Short problem >>
Tally the lines of the data that contain the word "jacket" and give only that number.

◆ ◆ ◆ ◆ ◆ ◆ ◆

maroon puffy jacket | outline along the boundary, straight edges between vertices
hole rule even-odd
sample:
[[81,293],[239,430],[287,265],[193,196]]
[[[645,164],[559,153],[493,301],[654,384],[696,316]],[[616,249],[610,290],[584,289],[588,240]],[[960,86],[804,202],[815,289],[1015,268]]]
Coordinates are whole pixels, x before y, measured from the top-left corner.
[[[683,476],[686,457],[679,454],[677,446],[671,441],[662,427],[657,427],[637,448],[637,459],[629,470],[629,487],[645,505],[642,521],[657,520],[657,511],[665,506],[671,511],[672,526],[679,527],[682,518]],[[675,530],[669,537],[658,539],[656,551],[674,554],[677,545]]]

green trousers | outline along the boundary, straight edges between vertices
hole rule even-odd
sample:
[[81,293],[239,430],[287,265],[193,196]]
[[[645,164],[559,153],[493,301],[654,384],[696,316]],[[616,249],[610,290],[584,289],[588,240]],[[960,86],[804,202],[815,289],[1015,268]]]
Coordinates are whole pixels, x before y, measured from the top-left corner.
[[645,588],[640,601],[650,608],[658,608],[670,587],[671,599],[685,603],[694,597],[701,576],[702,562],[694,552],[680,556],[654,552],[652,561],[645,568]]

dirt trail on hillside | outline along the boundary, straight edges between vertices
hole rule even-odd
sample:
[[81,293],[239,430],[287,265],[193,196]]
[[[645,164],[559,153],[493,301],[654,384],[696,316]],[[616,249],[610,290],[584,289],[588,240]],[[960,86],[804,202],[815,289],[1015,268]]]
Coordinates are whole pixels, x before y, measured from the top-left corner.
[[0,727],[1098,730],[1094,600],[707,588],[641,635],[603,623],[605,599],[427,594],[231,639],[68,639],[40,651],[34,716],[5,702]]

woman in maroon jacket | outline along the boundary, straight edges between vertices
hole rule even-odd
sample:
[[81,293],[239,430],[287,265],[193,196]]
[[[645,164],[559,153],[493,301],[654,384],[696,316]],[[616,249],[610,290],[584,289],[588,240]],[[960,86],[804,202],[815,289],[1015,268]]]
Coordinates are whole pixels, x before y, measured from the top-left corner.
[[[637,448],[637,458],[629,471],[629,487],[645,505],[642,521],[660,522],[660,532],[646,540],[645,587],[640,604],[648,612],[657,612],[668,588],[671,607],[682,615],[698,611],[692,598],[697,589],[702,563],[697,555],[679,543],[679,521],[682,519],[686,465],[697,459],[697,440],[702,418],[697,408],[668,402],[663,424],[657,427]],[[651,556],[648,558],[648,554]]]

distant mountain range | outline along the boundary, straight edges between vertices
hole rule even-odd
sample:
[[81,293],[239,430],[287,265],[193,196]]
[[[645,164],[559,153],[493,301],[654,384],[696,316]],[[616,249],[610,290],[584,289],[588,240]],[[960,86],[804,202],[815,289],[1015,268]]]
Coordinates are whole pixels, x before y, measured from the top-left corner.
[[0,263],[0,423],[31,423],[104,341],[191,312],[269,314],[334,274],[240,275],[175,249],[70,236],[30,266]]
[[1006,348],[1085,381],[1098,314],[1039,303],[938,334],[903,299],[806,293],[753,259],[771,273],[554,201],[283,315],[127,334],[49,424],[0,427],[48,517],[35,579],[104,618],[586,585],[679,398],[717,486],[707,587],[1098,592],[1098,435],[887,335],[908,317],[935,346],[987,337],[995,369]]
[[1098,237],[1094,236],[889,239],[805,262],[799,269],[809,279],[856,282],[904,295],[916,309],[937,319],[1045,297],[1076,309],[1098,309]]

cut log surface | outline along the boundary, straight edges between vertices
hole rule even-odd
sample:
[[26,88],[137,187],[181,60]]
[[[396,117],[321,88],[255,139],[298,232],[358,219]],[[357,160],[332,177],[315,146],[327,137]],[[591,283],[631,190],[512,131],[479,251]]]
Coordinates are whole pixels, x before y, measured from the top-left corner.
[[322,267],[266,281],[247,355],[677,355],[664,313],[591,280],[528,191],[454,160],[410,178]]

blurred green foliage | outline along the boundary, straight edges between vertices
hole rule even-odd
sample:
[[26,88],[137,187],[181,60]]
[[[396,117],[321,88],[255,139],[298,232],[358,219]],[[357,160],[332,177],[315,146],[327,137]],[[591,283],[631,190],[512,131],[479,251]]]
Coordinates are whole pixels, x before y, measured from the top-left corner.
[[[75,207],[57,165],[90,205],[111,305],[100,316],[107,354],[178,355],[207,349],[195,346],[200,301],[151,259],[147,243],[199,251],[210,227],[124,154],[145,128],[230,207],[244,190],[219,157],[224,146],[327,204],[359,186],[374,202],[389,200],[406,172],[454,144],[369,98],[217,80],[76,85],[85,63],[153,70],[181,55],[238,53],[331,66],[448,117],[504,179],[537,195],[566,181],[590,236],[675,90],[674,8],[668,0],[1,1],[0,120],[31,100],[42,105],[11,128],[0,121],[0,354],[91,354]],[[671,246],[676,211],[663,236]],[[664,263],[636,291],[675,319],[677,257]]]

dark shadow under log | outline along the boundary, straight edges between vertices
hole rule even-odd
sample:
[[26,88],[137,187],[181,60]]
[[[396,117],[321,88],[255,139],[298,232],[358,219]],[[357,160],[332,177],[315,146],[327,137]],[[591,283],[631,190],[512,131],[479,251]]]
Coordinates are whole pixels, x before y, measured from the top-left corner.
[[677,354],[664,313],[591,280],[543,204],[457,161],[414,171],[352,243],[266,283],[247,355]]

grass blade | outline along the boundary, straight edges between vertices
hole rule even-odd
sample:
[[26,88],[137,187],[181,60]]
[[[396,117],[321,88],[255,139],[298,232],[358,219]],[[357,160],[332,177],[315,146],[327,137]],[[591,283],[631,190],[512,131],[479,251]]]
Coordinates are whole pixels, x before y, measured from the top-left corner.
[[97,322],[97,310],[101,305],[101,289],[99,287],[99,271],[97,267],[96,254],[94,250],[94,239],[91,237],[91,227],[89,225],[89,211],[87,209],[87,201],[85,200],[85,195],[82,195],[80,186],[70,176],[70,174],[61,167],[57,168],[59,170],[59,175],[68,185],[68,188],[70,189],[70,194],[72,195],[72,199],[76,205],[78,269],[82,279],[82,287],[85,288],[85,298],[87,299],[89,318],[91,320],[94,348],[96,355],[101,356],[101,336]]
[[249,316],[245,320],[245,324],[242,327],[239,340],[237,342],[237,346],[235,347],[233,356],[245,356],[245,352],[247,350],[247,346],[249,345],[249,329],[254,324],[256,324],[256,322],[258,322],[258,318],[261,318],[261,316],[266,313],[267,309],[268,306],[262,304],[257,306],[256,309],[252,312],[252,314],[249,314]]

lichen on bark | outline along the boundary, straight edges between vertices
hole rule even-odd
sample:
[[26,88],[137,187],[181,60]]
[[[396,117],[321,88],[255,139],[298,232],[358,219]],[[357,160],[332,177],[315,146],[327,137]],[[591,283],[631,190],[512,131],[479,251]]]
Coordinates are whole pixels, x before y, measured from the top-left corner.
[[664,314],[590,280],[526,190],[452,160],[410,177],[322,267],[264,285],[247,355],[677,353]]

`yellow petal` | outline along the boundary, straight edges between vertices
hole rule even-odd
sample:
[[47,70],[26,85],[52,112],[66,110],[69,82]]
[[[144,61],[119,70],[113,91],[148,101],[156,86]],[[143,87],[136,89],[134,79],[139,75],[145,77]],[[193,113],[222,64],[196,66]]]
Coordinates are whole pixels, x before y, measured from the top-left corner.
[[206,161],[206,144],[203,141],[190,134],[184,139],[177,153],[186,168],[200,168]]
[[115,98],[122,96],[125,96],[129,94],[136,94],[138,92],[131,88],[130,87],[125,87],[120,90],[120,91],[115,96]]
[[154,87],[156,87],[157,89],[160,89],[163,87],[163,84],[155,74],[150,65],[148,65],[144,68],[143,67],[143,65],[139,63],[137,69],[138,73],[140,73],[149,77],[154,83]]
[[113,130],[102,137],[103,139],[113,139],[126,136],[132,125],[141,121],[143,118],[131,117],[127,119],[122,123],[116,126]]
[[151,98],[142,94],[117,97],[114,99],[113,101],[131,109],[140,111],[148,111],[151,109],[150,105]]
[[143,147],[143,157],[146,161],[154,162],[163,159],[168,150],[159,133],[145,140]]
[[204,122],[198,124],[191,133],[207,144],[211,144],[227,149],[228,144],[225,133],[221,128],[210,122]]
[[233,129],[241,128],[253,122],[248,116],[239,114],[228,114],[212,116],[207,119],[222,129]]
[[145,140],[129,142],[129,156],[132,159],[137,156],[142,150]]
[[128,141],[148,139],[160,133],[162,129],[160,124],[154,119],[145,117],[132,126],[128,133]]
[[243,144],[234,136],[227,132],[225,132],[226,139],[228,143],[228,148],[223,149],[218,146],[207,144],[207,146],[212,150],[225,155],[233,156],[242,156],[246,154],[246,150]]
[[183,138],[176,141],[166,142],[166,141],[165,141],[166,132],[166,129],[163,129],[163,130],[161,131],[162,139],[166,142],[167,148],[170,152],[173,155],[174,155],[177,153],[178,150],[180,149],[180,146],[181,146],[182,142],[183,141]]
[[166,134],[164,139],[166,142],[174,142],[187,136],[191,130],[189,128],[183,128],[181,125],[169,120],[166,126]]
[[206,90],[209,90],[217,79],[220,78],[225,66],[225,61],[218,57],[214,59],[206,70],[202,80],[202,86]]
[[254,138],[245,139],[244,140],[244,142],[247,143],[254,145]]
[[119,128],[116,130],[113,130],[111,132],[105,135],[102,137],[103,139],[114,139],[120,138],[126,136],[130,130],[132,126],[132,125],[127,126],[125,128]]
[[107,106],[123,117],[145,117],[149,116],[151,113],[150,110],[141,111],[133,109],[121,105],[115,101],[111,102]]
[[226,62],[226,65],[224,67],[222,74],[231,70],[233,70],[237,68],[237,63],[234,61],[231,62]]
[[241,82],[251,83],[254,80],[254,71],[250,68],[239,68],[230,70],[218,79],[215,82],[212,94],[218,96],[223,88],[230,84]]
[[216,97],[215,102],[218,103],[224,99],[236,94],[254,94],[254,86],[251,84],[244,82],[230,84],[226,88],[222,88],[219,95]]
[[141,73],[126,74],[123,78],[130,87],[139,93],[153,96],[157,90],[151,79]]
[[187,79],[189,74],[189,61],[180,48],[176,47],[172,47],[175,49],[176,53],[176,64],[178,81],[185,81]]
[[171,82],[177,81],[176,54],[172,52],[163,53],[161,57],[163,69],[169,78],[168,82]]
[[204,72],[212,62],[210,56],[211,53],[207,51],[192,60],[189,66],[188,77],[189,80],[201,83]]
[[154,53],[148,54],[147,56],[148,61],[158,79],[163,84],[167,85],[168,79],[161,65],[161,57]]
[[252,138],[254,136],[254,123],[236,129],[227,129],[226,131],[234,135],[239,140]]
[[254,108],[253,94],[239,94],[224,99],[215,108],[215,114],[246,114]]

◆ ◆ ◆ ◆ ◆ ◆ ◆

Result of this exercise >>
2